### TASK DESCRIPTION
Rescale the records below by copying every line, requests included, and multiplying each point coordinate in the answers by 2.55, rounding to the nearest whole number with halves rounded up. Keep the numbers in the requests and their format samples unchanged.

### ENTRIES PROVIDED
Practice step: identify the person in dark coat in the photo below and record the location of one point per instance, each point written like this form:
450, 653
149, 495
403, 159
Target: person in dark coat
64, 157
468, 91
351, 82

### ANSWER IN FULL
Practice step: identify the person in dark coat in the photo below and record the location of one point per instance, each point written like this form:
450, 653
149, 495
403, 159
Target: person in dark coat
163, 400
1193, 232
895, 209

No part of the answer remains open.